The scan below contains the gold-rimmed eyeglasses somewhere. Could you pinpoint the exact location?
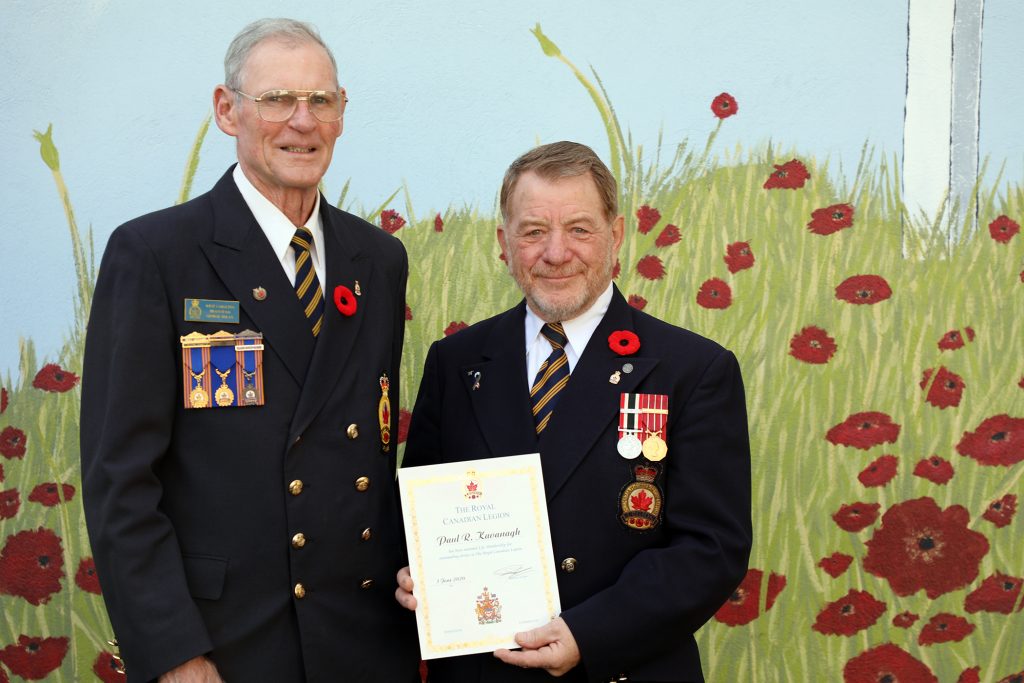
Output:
[234,89,348,123]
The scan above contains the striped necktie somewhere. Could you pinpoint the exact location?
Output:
[292,225,324,337]
[529,323,569,434]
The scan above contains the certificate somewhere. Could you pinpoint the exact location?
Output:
[398,453,561,659]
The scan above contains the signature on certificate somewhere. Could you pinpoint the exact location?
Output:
[495,564,534,580]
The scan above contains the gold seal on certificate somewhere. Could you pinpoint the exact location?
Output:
[398,453,561,659]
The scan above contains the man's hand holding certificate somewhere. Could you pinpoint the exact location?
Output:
[398,454,561,659]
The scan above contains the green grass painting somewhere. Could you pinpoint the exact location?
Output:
[0,27,1024,683]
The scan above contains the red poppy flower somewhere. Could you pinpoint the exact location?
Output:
[0,636,68,681]
[444,321,469,337]
[0,488,22,519]
[833,503,882,533]
[913,456,953,485]
[982,494,1017,528]
[608,330,640,355]
[939,328,974,351]
[956,415,1024,465]
[92,651,128,683]
[893,612,921,629]
[863,498,988,599]
[921,366,967,409]
[0,527,63,605]
[956,667,981,683]
[763,159,811,189]
[697,278,732,308]
[637,204,662,234]
[722,242,754,272]
[637,254,665,280]
[988,216,1021,244]
[825,413,900,451]
[29,481,75,508]
[654,225,682,247]
[75,557,100,595]
[818,553,853,579]
[334,285,356,316]
[918,612,974,645]
[32,362,78,393]
[811,590,886,636]
[381,209,406,234]
[843,643,939,683]
[715,569,785,626]
[711,92,739,119]
[807,204,853,234]
[628,294,647,310]
[0,425,26,460]
[857,455,899,488]
[790,325,839,366]
[836,275,893,304]
[964,571,1024,614]
[398,409,413,443]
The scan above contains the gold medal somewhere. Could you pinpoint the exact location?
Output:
[213,368,234,408]
[188,386,210,408]
[643,434,669,463]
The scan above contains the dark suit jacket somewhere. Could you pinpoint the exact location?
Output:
[81,170,419,683]
[402,289,752,683]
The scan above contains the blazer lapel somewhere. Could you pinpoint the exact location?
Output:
[291,204,370,437]
[200,166,315,385]
[540,288,658,501]
[462,301,538,459]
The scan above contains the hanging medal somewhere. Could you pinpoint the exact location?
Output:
[377,373,391,453]
[615,393,643,460]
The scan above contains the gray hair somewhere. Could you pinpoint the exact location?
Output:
[224,18,338,90]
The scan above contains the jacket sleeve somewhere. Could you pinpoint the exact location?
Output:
[81,227,212,681]
[562,351,753,680]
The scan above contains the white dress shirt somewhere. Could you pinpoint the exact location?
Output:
[523,283,611,386]
[231,164,326,292]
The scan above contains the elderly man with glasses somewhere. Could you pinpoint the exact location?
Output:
[81,15,419,682]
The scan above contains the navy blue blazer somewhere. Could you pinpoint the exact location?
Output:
[81,170,419,682]
[402,289,752,683]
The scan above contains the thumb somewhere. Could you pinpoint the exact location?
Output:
[515,623,557,650]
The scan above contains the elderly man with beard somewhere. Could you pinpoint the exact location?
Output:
[395,142,752,683]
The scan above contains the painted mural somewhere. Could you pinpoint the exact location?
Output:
[0,2,1024,683]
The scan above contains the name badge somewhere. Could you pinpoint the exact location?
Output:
[184,299,239,324]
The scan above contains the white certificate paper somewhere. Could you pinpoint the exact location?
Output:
[398,453,561,659]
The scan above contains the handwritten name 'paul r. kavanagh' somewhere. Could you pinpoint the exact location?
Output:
[437,526,522,546]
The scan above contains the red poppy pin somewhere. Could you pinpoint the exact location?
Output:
[608,330,640,355]
[334,285,355,315]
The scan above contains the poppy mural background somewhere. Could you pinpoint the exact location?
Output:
[0,2,1024,683]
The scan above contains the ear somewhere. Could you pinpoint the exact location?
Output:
[611,214,626,255]
[213,85,241,136]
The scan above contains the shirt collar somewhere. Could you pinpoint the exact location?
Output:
[525,282,612,357]
[231,164,324,259]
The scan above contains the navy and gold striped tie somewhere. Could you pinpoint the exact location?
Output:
[529,323,569,434]
[292,225,324,337]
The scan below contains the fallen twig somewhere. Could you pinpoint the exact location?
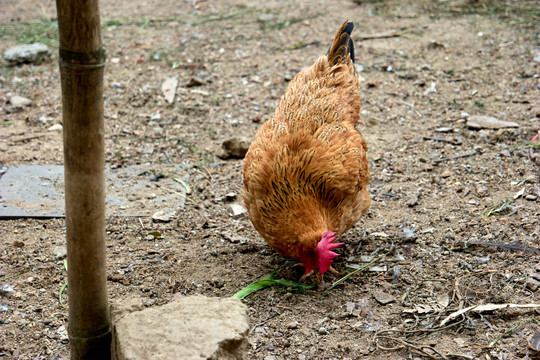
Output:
[469,240,540,254]
[355,30,401,41]
[375,335,448,360]
[439,304,540,326]
[424,136,462,145]
[324,254,386,292]
[433,150,478,163]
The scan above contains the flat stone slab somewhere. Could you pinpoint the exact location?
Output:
[0,164,189,218]
[111,295,249,360]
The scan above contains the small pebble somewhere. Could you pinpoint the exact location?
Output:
[287,320,298,330]
[317,327,328,335]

WHAT IS EXPECTED: Rewrite the material between the lines holding "The scan above contains the white dress" and "[111,295,249,360]", inclusive, as a two-column CSV headed text and answer, one row per text with its answer. Put each value in one quoted field with line breaks turned into spaces, and leave out the pictures.

COMPLETED TASK:
text,answer
"The scan above contains the white dress shirt somewhere. Could you pinpoint the exact location? Output:","[523,283,611,386] [231,164,326,292]"
"The scan above contains the elderly man with glasses somewhere. Could you pinpoint the exact location? Output:","[81,15,419,682]"
"The scan above contains the navy blue blazer somewhere. Could you pinpoint the exact location? Output:","[81,170,419,682] [402,289,752,683]"
"The scan above contains the thumb somewhere. Could you pinpoint the exact location? Output:","[515,623,557,650]"
"The scan above contains the elderly man with beard somewhere. Could you pinpoint the exact location? Output:","[395,142,752,683]"
"The scan above contains the painted mural somewhere. Could you pinpoint the exact location? Output:","[0,2,1024,683]"
"The scan above contains the name badge somewhere. Could you pinpoint the exact location? Output:","[184,299,239,324]"
"The scan above contains the white certificate paper somewhere. Could you pinpoint the exact location? Output:","[398,453,561,659]"
"The scan above contains the handwritten name 'paul r. kavanagh' somewhere. Could you pinpoint the exact location? Output:","[437,526,522,546]"
"The scan above contains the red poppy pin somewhere. Could you pinpoint the exact location? Output:","[608,330,640,355] [334,285,355,315]"
"The scan above contains the poppy mural background somewhere. Could you pinpoint the exact location? Output:","[0,2,1024,683]"
"The scan above contains the ear somewhere. Could you pinpoint the exact location? Output:","[611,214,626,255] [213,85,241,136]"
"The scan above contains the shirt collar somewhere. Could you pinpoint the exact location? Output:","[525,282,612,357] [231,164,324,259]"
"The scan above contains the navy and gold striped tie somewhere. Could you pinpoint the exact location? Output:","[529,323,569,434] [292,225,324,337]"
"The scan below contains the fallen twig somewhere. Could you pinpoint the exact location? Output:","[469,240,540,254] [355,30,401,41] [375,335,448,360] [439,304,540,326] [424,136,462,145] [324,254,386,292] [433,150,478,163]"
"The scan above contains the flat stone slab somewhere. Could you pinpoint the exact location? Output:","[0,164,189,218] [111,295,249,360]"